### Gegeven tekst ###
ECLI:NL:GHAMS:2017:4732

Gerechtshof Amsterdam

Datum uitspraak
27 oktober 2017
Publicatiedatum
17 november 2017
Zaaknummer
R 000995-17
Instantie
Gerechtshof Amsterdam
Type
Uitspraak
Rechtsgebied
Strafrecht
Procedures
  • Rekestprocedure
Vindplaatsen
  • Rechtspraak.nl
AI samenvatting door LexboostAutomatisch gegenereerd

Verzoek om schadevergoeding ex artikel 89 Sv niet-ontvankelijk verklaard wegens onjuiste vertegenwoordiging

In deze zaak heeft het Gerechtshof Amsterdam op 27 oktober 2017 uitspraak gedaan in hoger beroep tegen de beschikking van de rechtbank Noord-Holland van 26 juni 2017. Het verzoekschrift was ingediend door de appellante, die schadevergoeding vroeg van de Staat wegens schade die zij zou hebben geleden in verband met een strafzaak. De schade was gespecificeerd in verschillende posten, waaronder kosten voor verblijf op het politiebureau en vliegtickets. De rechtbank had het verzoek afgewezen, omdat de strafzaak tegen appellante was geseponeerd en de rechtbank van mening was dat dit niet onmiskenbaar zou hebben geleid tot het niet opleggen van een straf of maatregel.
###
### Opdracht:
Leg in één tot drie zinnen uit waarom de rechtbank volgens de gegeven tekst het verzoek om schadevergoeding van de appellante had afgewezen.
### Recordfragmenten ###
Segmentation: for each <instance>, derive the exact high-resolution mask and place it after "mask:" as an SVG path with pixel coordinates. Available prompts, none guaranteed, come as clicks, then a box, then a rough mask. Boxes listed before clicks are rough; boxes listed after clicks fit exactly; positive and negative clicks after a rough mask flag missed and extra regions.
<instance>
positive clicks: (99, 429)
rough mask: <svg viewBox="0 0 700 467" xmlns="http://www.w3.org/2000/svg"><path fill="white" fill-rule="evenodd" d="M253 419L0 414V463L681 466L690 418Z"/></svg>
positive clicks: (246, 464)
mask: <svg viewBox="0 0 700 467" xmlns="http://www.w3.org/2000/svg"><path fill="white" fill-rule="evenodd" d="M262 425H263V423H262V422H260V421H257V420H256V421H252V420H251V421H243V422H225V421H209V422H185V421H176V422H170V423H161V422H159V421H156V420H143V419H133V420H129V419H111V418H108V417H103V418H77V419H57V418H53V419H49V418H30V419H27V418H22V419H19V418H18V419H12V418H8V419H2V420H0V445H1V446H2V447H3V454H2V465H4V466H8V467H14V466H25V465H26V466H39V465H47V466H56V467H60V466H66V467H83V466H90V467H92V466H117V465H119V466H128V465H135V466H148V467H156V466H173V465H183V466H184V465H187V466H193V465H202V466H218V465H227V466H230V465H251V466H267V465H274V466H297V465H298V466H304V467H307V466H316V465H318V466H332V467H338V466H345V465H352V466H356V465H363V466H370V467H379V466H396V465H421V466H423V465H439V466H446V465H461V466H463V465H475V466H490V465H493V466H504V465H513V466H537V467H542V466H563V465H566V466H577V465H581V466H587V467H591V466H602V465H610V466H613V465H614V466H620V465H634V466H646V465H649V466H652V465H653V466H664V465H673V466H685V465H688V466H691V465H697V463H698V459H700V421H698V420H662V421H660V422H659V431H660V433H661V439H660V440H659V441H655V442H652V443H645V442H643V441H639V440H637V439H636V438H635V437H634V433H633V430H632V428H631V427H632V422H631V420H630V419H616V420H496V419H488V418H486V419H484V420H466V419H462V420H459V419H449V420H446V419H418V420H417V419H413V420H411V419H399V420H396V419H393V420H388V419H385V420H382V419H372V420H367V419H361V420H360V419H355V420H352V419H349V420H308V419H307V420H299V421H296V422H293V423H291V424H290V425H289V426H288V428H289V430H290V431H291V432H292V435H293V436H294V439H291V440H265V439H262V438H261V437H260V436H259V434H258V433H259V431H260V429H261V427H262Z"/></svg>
###
### Antwoord:
De rechtbank wees het verzoek af omdat de strafzaak tegen de appellante was geseponeerd. Volgens de rechtbank zou dat sepot niet onmiskenbaar hebben geleid tot het niet opleggen van een straf of maatregel.